01
de maio de 2012 | N° 17056
FABRÍCIO
CARPINEJAR
Enterrado vivo
A
tomografia computadorizada é um ensaio do velório.
Quem
já fez o teste concordará comigo. Oferece uma experiência singular de impotência.
Quando
deitei na cama branca do aparelho, eu me vi desamparado, me vi inferiorizado,
me vi vulnerável, deparei com minha fragilidade em sua pureza mais remota. Uma
sensação anterior à infância. Talvez adquirida no útero materno.
Eu
era um mosquito sendo apanhado por duas mãos, mas ainda não esmagado. Um
mosquito preso em seu último voo. Abafado pelos dedos de Deus.
Então,
sou isso? Esse conjunto quebradiço de carne e osso que não tem noção do que há por
dentro e que segue desinformado do próprio corpo?
Isso?
Essa coisa almada?
Busquei
espantar a tristeza aparente, mas o lugar não permitia conversas. As palavras não
foram autorizadas a entrar comigo.
Passaria
pelo túnel tempo suficiente para descobrir que sou finito.
O
auxiliar pediu que cruzasse os braços no peito enquanto a máquina reproduziria
meu cérebro.
A
impressão é de que repousava em meu caixão e ia sendo levado pelos amigos. Ouvia
nitidamente as argolas de prata batendo no casco da madeira.
Não
estava nu, quem dera, vivia a pior nudez, a da camisola do hospital, fina e
intrusa como uma casca de ovo.
Aquela
cena rascunhou minha morte.
É uma
solidão sem família. É aterrorizante realizar o exame de tomografia pela
monotonia fúnebre. Pela ausência absoluta de sentido.
Obedecer
é o que me resta, sou fantoche do desespero, perfumado à toa, sem mais uso de
minha mulher:
– Mais
de lado, para esquerda, olhando para cima –, o técnico orientava e eu
prontamente atendia suas ordens.
Nem
precisa de memória, de imaginação, para se enquadrar nos gestos e nas talas. Assumo
uma passividade monstruosa, onde não discuto nada com medo de provocar o pior.
Deitar
e esperar, com as mãos firmes e tensas algemadas no tórax. Breves minutos que
reprisam as contradições da vida, as incertezas, os engasgos da dor, se fui bom
ou ruim, se serei lembrado com vigor ou sofrerei o descaso natural dos parentes.
Mergulhar
com a cabeça no interior do tubo, como quem ingressa na sepultura. Como quem
abre um lugar na parede do São Miguel e Almas.
Com
o início do exame, escutar o barulho do cimento, da pazinha, fechando nossa
comunicação com o mundo. O zumbido de mosquito finalmente pego.

Registros armazenados:
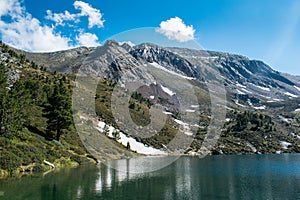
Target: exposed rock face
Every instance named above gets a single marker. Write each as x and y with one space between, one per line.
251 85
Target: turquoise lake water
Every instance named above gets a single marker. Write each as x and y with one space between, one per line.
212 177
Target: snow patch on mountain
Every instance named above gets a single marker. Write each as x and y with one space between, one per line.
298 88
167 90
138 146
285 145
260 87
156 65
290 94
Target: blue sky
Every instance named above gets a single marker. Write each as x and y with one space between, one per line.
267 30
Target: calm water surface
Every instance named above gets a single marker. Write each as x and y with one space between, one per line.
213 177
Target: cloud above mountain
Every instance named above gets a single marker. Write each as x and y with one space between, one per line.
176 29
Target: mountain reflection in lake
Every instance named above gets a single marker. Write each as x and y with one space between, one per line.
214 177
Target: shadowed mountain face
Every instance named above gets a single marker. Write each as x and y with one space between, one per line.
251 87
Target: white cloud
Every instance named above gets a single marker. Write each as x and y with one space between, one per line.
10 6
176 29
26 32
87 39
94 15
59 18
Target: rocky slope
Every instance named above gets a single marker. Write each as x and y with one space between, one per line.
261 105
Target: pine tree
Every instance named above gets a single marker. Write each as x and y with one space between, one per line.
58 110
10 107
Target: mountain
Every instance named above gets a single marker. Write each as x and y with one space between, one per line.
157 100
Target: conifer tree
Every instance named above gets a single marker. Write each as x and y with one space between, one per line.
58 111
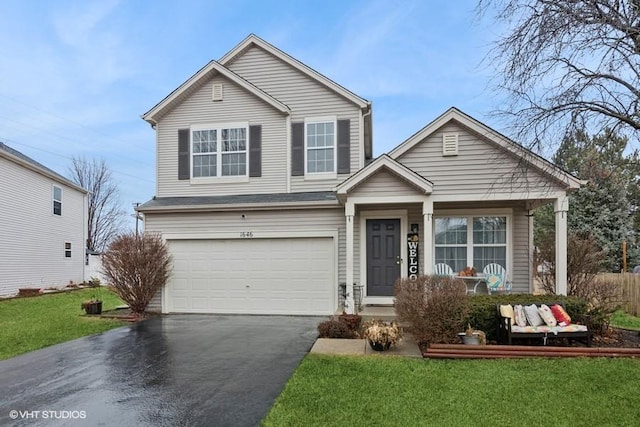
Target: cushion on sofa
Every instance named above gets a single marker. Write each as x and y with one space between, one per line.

Tarefa a realizar: Conforme o trecho, por que é aterrorizante realizar o exame de tomografia? Responda em uma a três frases. Os dados apresentados provêm de outra fonte, distinta do trecho.

Resposta: Porque o exame tem uma monotonia fúnebre e uma ausência absoluta de sentido.